Exact copies of all the lines below are required.

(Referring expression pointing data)
..........

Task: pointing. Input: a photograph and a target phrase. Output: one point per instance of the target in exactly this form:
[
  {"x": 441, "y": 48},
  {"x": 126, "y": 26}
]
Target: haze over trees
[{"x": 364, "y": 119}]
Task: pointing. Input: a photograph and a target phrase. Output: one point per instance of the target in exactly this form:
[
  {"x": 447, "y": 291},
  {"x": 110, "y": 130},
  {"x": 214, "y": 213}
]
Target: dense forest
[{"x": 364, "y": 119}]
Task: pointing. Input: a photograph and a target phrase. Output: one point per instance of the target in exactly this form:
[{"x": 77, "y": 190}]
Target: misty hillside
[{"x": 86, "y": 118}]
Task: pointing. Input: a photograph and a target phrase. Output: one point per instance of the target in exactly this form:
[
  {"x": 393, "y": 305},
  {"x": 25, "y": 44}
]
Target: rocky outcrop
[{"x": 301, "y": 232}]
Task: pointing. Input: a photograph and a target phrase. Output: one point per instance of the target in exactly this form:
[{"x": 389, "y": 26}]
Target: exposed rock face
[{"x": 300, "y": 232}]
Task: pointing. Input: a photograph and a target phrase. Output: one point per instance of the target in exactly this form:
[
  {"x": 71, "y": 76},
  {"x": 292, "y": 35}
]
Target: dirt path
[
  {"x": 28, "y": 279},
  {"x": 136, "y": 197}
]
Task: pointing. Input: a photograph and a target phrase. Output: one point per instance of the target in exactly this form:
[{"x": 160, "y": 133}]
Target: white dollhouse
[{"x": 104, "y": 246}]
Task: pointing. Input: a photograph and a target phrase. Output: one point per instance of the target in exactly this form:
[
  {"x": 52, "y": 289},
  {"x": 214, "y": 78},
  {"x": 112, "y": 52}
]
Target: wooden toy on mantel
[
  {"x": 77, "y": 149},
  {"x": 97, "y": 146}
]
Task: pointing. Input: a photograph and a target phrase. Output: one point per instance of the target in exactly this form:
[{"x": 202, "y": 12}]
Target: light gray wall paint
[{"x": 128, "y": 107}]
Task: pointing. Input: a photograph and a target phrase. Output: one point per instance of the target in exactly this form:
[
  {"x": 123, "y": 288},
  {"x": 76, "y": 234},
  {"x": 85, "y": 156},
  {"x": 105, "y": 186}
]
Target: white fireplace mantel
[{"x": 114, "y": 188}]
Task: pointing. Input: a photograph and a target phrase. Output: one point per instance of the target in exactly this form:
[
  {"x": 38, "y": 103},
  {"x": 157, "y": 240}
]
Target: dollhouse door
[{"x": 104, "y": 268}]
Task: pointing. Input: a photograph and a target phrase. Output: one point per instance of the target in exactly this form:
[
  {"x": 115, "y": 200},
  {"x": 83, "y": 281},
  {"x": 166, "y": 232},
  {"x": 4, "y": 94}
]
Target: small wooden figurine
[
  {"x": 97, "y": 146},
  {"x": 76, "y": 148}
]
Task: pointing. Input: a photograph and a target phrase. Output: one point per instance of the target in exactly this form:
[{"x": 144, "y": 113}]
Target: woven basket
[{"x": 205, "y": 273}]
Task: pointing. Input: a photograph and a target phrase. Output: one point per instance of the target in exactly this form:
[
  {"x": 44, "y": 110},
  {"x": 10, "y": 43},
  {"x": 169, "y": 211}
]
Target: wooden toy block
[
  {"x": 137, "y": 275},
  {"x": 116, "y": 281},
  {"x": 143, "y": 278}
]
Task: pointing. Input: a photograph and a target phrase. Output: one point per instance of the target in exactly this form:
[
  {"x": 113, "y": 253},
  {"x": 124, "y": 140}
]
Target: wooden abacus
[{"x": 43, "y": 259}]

..........

**COMPLETED TASK**
Task: pointing. Input: a photograph and a target phrase. Output: one point per instance of the target in exactly this form:
[
  {"x": 441, "y": 48},
  {"x": 126, "y": 26}
]
Target: haze over trees
[{"x": 364, "y": 119}]
Task: pointing. Input: a photograph and a target phrase. Output: one point per instance of the target in exactly this form:
[
  {"x": 447, "y": 291},
  {"x": 110, "y": 130},
  {"x": 214, "y": 213}
]
Target: dense forest
[{"x": 364, "y": 119}]
Task: pointing. Input: a photograph and a target phrase. Output: one point per instance of the target in exactly this form:
[{"x": 77, "y": 190}]
Target: misty hillside
[{"x": 86, "y": 118}]
Task: pointing. Input: a photograph and a target phrase. Output: one point per instance of the target in exactly this form:
[
  {"x": 393, "y": 305},
  {"x": 25, "y": 44}
]
Target: rocky outcrop
[{"x": 301, "y": 232}]
Task: pointing. Input: a photograph and a target phrase. Output: one point per instance of the target in exactly this form:
[{"x": 389, "y": 26}]
Target: exposed rock face
[{"x": 300, "y": 232}]
Task: pointing. Input: a photograph and a target phrase. Output: one point per instance of the target in exactly this form:
[
  {"x": 71, "y": 76},
  {"x": 292, "y": 35}
]
Target: dirt path
[
  {"x": 28, "y": 279},
  {"x": 136, "y": 197}
]
Task: pointing. Input: a photograph and a target phrase. Output: one point per instance of the target in exactly this form:
[{"x": 160, "y": 133}]
Target: white dollhouse
[{"x": 104, "y": 246}]
Task: pointing. Input: a photograph and a target phrase. Output: one point per instance of the target in exactly this form:
[
  {"x": 52, "y": 289},
  {"x": 214, "y": 78},
  {"x": 112, "y": 52}
]
Target: wooden toy on mantel
[
  {"x": 77, "y": 149},
  {"x": 97, "y": 146}
]
Task: pointing. Input: a photograph and a target phrase. Output: one point per instance of the target in exactly this form:
[{"x": 202, "y": 12}]
Target: light gray wall paint
[{"x": 128, "y": 107}]
Task: pointing. Input: a photograph and a target phrase. Output: one point per instance of the target in exactly this form:
[
  {"x": 123, "y": 288},
  {"x": 76, "y": 234},
  {"x": 85, "y": 156},
  {"x": 105, "y": 186}
]
Target: white fireplace mantel
[{"x": 114, "y": 188}]
Task: pointing. Input: a photograph and a target phrase. Output: one point per instance of the target in exactly this form:
[
  {"x": 38, "y": 103},
  {"x": 157, "y": 240}
]
Target: dollhouse door
[{"x": 104, "y": 268}]
Task: pointing. Input: a photograph and a target phrase. Output: one point per instance of the target in exactly this form:
[
  {"x": 115, "y": 200},
  {"x": 83, "y": 281},
  {"x": 166, "y": 232},
  {"x": 4, "y": 94}
]
Target: small wooden figurine
[
  {"x": 97, "y": 146},
  {"x": 76, "y": 148}
]
Task: pointing. Input: a photograph and a target phrase. Output: one point per instance of the target in exactly this form:
[{"x": 144, "y": 113}]
Target: woven basket
[{"x": 205, "y": 273}]
Task: pointing. Input: a photograph and a target phrase. Output: one point per instance of the target in exactly this form:
[
  {"x": 44, "y": 110},
  {"x": 10, "y": 43},
  {"x": 169, "y": 211}
]
Target: wooden toy block
[
  {"x": 137, "y": 275},
  {"x": 116, "y": 281},
  {"x": 143, "y": 278}
]
Task: pointing. Input: a photograph and a target phrase. Output: one point per instance of the target in exactly this form:
[
  {"x": 113, "y": 253},
  {"x": 124, "y": 140}
]
Target: wooden abacus
[{"x": 43, "y": 259}]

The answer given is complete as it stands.